(Data items)
____

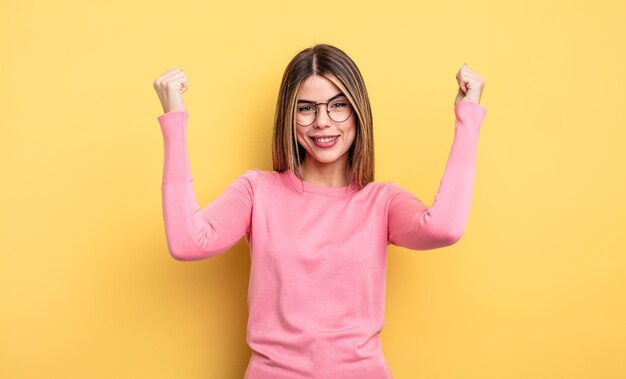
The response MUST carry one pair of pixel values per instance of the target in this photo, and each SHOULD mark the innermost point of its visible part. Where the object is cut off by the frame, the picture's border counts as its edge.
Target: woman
(317, 225)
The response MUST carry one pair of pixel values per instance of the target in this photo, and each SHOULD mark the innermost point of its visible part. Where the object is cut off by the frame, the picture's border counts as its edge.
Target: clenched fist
(170, 87)
(470, 85)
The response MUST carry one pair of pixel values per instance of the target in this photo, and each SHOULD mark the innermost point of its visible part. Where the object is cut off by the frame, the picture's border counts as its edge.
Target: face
(318, 89)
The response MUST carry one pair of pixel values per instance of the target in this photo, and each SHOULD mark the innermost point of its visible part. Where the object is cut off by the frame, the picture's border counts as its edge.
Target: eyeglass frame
(327, 110)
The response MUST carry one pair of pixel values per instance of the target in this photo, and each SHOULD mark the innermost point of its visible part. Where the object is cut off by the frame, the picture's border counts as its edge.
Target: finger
(171, 74)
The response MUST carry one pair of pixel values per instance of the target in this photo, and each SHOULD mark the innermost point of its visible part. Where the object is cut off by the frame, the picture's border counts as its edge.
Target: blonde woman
(317, 225)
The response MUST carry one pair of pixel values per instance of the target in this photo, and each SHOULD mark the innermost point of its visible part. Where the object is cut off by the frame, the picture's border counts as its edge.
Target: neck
(333, 174)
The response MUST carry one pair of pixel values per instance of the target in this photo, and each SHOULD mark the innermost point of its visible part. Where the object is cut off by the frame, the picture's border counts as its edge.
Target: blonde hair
(336, 66)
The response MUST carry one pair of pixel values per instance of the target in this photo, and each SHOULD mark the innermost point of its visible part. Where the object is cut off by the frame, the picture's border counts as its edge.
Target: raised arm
(193, 233)
(416, 226)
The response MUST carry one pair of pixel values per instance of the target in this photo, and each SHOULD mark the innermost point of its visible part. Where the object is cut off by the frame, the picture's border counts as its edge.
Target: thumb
(460, 95)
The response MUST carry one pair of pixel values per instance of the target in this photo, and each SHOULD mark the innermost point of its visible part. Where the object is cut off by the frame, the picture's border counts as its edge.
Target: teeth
(325, 139)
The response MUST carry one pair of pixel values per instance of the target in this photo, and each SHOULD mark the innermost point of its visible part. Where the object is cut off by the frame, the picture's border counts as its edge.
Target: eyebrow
(313, 102)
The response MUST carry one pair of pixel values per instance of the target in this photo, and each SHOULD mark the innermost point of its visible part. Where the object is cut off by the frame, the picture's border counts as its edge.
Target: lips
(328, 144)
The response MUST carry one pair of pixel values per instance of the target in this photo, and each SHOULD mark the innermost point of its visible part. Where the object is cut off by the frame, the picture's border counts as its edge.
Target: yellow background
(534, 289)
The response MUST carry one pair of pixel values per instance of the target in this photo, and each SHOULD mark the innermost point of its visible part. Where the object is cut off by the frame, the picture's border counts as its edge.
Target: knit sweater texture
(316, 295)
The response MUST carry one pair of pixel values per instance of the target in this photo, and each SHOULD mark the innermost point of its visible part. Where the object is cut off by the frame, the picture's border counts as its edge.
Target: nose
(323, 119)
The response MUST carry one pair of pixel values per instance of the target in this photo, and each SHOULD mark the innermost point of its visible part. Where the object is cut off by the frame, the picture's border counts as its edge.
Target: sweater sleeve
(416, 226)
(193, 233)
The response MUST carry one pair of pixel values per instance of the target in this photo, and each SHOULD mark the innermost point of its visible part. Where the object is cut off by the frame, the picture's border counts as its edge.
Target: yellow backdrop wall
(534, 289)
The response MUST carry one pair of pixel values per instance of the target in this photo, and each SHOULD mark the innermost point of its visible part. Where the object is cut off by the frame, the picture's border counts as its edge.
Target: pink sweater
(316, 300)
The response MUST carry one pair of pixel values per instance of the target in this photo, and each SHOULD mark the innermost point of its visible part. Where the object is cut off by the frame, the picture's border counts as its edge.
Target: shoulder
(384, 189)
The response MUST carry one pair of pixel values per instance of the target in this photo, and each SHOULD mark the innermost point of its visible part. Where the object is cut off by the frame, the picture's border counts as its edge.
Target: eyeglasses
(339, 110)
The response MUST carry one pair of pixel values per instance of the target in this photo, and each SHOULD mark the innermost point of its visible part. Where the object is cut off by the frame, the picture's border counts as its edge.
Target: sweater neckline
(303, 186)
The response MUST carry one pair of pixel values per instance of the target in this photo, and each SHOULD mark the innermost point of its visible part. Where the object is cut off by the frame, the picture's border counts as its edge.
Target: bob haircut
(336, 66)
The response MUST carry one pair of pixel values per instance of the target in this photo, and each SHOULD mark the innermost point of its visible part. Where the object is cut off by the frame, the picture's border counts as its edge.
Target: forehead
(317, 87)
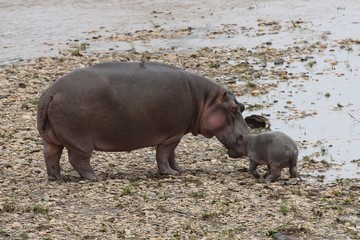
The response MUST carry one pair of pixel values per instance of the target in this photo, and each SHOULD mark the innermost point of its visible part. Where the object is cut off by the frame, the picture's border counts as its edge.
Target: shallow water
(35, 28)
(332, 131)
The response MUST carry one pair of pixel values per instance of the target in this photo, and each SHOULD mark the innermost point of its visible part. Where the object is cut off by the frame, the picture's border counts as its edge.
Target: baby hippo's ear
(241, 106)
(224, 96)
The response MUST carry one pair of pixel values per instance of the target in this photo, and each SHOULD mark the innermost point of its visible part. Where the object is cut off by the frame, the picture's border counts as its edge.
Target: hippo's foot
(81, 162)
(174, 166)
(54, 177)
(255, 174)
(90, 176)
(168, 171)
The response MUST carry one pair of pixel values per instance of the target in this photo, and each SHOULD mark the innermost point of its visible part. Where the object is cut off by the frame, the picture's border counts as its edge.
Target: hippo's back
(112, 105)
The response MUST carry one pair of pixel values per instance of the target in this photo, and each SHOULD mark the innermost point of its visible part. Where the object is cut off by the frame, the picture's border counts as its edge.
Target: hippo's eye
(234, 108)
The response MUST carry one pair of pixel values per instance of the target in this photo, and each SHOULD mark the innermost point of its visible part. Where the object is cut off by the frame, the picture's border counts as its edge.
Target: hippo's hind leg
(165, 158)
(52, 154)
(293, 171)
(252, 169)
(173, 163)
(81, 162)
(274, 172)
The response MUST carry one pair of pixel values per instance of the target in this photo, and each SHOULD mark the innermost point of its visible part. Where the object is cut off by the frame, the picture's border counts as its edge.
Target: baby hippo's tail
(43, 106)
(293, 163)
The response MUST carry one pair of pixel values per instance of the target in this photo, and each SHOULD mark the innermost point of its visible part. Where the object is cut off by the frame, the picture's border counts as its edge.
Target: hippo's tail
(42, 117)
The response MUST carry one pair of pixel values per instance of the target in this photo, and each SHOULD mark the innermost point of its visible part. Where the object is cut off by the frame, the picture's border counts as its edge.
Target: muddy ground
(216, 197)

____

→ **Requirement**: Letter for letter, reproduce every record above and skip the pictures.

→ **Response**:
The response MUST carry one pair of pixel values per instance of the target in this photo, and each SHOULD mark the innermost point of its visible part. Where the object is cut off by the frame, the picture's border counts as its edge.
Target: woman
(317, 225)
The response MUST carry one pair of pixel values per instance of the target in this photo, and each SHOULD mark the innermost point of its visible part. Where the object is cut off by the frame, the picture's border counts as its edge.
Target: clenched fist
(170, 87)
(470, 85)
The response MUST carry one pair of pixel values per instance of the target in this photo, and each SHOULD mark the innermost point of its visible part. Where the object is cut off by the frame, the picture's border counts as its edge.
Target: face
(318, 89)
The response MUST carry one pair of pixel values per instance of the target in this photo, and each SHOULD mark the innermost point of its visible part. Where the object is cut off by the frame, the picture's border counts as its edge.
Target: eyeglass frame
(327, 110)
The response MUST carry one pair of pixel values per instance of the target in this photo, and each SHOULD mark the innermost point of its visible part. Where the object is cut off by the frame, the picture's border counts as its edge.
Target: finger
(171, 74)
The response MUST carry one pair of pixel values per instance of the target in this photo, and each SHOULD mark the innermost point of its visible part. Where the object is cut off by the frame, the picture's border counts as its edge.
Target: blonde woman
(317, 225)
The response MUST carry one pair of pixel values per instance of the target in this photo, and each SHOULD mark the innermost point of its visible part. Where the object is cut off by the frame, the picture's border counts as its edge.
Target: neck
(333, 174)
The response MUST carry one pair of pixel values per instance of the target in this photo, and each SHOULD mark the innermost point of its visible part. Where the object is cut off by the frame, the picture's border counts as its edge.
Target: blonde hair
(336, 66)
The response MUST carry one pair of pixel values per instance of the target in this photo, and each SHOULD mark the innermost point of its visible part. Where the object is cut off by the frame, the picture's border counts as its edge.
Target: raised arm
(193, 233)
(416, 226)
The response MUST carry one pair of pixel values per instance of the target in this photo, and each SHOULD mark the innermost point of its visible part. Where the object is cut off by the frame, the picture's border counts as its edge.
Target: thumb
(460, 95)
The response MUST carry one pair of pixel values per instance of the target in this photo, and each SHOULD mark the innermost point of its visible part. Where the object is cut off by the frame, the picture's border counts as its edge.
Target: teeth
(325, 139)
The response MUST carry one pair of pixel values per instance of the target in this photo, and each SHOULD mark the innermost point of its visible part. Where the object is cut off by the frame, the picture's border counts as its edge.
Target: eyebrow
(313, 102)
The response MUST carry one pair of pixel values per instance of the target in this photo, and each SHOULD mark the innermost point of its visible part. Where the object is cut off by the frame, the picture's border counts as its edge.
Target: lips
(328, 144)
The response MUST carry one pair of pixel values per instance of the target in this photo, and each SHOULD mark the innermost point of its visible part. Where the object is cut off by the frame, the picture's border counts as its edge.
Target: yellow background
(534, 289)
The response MUST carry one pair of pixel values per instance of the target in this photo, and each SHOULD mark the innermost point of its visible part. Where the object is cut off by the frame, the picture's border counts as its edge.
Target: knit sweater texture
(316, 295)
The response MUST carry one pair of pixel values per instance of the target in this photo, and each SHOULD mark the innermost point of its visible part. Where the object is cut off by the frame, the picture's border counts as its edge.
Target: nose
(323, 119)
The response MUST carry one pair of pixel values per instance of the target in this photo, and each SHOULD mark the innermost point of its visible part. Where the object is cut off by the frame, the picture's border counts as its edge.
Target: sweater sleeve
(416, 226)
(193, 233)
The response MUST carry one pair of pixel values per instance of the target in this photo, and each SHOULD mark the innermost point of its visible part. Where the object is cut off by the frame, the picture's border counts as its edge.
Target: yellow backdrop wall
(534, 289)
The response MUST carry one pair of pixel values per instance of the target in this photo, and each SHOULD mark the innermost point of its visible part. Where the object is cut off by the frame, the picture's border counts as its edge.
Target: pink sweater
(316, 300)
The response MUST carry one pair of pixel values per instance of the target in this photo, and each SHOULD mark the innermost point of its visible part. Where the object is cut off by the frame, the picture's border counts as its edge.
Target: shoulder
(384, 189)
The response MUST carry one pair of pixel values per instance of the target in this photo, and each SHOULD mark the innermost point of its visible part. Where the object is cut off by the frame, the picture's border counts as its edge.
Target: eyeglasses
(339, 110)
The response MUST carry one pair of pixel values per instance of the target in this photo, and each SHOULD mark the innermost point of its visible part. Where the object is cut off by the frame, the picture's border counts as its edge.
Target: sweater neckline
(303, 186)
The response MUST carry one pair of pixel values per instance of the target in this photo, and each SHOULD mark the innermost point of its visible part. Where the object is cut off by the frame, the picture's border counts as its edge.
Target: bob haircut
(336, 66)
The response MUST carry one pair of pixel values per instance of the target in this photo, and each SHOULD mark the innermost point of its visible part. Where the object is cut off by the frame, the picture's border counts as its edge.
Target: forehead
(317, 87)
The response MUST carry one pair of pixel values per instance of the target in this photo, and each SHOULD mark the innermost point of its visible part. Where the object is cut off by the frame, the picture's border counts as its edge.
Target: shallow water
(35, 28)
(332, 131)
The response MUST carry one pair of pixel values per instance of the target in this photo, and each SHOULD mark the innermost point of its visible part. Where the object is cut off by the frame, the picture's border counts as its edge.
Target: baby hippo's ear
(241, 106)
(224, 96)
The response MUST carry one pair of pixel values per instance of the target in this photo, and each SHOULD mark the innermost point of its visible part. Where the object is cut off by the frame, the picture's border counts as its edge.
Target: hippo's foot
(81, 162)
(174, 166)
(54, 177)
(255, 174)
(90, 176)
(168, 171)
The response MUST carry one pair of pixel values per instance of the target in this photo, and each SHOULD mark the innermost point of its visible part. Where the object is cut off by the frame, the picture's border counts as its edge.
Target: hippo's back
(112, 105)
The response MUST carry one pair of pixel values per instance of the target in this photo, and each SHOULD mark the innermost point of its visible part. Where the object is cut off by the frame, the picture's border counts as its edge.
Target: hippo's eye
(234, 108)
The response MUST carry one pair of pixel values per instance of the target in this photo, and each SHOULD mark the innermost point of its visible part. Where the object is cut off by the frame, the picture's border counts as its edge.
Target: hippo's hind leg
(165, 158)
(52, 154)
(293, 171)
(252, 169)
(173, 163)
(81, 162)
(274, 172)
The response MUST carry one pair of pixel values per instance of the target in this photo, and each SHOULD mark the innermost point of its visible part. Where the object is cut off by the frame, the picture's border counts as its edge.
Target: baby hippo's tail
(43, 106)
(293, 163)
The response MUST carry one pair of pixel values per instance of the target in this photo, and each SHOULD mark the innermost point of its visible part. Where the object is cut off by the frame, the picture's border counts as its edge.
Target: hippo's tail
(42, 117)
The response MUST carry one pair of pixel values per instance of the target in this photo, and each SHOULD mark the innermost point of its visible part. Where the object is cut off by the frame, the picture's border counts as its edge.
Target: muddy ground
(216, 197)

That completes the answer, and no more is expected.